:: Set task ::
Rewrite every line of the rows below as a numbered list, skipping blank lines and leaving the pictures out.

:: Supplied data ::
»»

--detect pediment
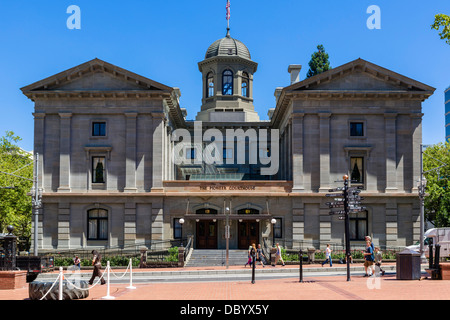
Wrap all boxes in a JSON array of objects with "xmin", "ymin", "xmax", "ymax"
[
  {"xmin": 21, "ymin": 58, "xmax": 173, "ymax": 95},
  {"xmin": 285, "ymin": 59, "xmax": 435, "ymax": 93}
]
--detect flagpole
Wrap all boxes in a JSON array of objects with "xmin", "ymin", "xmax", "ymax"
[{"xmin": 226, "ymin": 0, "xmax": 231, "ymax": 33}]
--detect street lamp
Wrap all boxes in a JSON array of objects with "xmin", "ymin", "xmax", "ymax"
[
  {"xmin": 225, "ymin": 207, "xmax": 230, "ymax": 269},
  {"xmin": 270, "ymin": 218, "xmax": 277, "ymax": 248},
  {"xmin": 178, "ymin": 218, "xmax": 184, "ymax": 247}
]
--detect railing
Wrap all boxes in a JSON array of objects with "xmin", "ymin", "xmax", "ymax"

««

:: Response to this task ::
1. --detect pediment
2. Wrap all boxes in a JSON array of objects with "xmin", "ymin", "xmax", "ymax"
3. [
4.   {"xmin": 21, "ymin": 58, "xmax": 173, "ymax": 95},
5.   {"xmin": 285, "ymin": 59, "xmax": 435, "ymax": 93}
6. ]
7. --detect flagpole
8. Wrap all boxes in a JSON array of objects with "xmin", "ymin", "xmax", "ymax"
9. [{"xmin": 226, "ymin": 0, "xmax": 231, "ymax": 33}]
10. --detect street lamp
11. Wrap all boxes in a JSON array of objects with "xmin", "ymin", "xmax", "ymax"
12. [
13.   {"xmin": 225, "ymin": 207, "xmax": 230, "ymax": 269},
14.   {"xmin": 270, "ymin": 218, "xmax": 277, "ymax": 248},
15.   {"xmin": 178, "ymin": 218, "xmax": 184, "ymax": 247}
16. ]
17. --detect railing
18. Wrap all boxes in a JSON array of objects with "xmin", "ymin", "xmax", "ymax"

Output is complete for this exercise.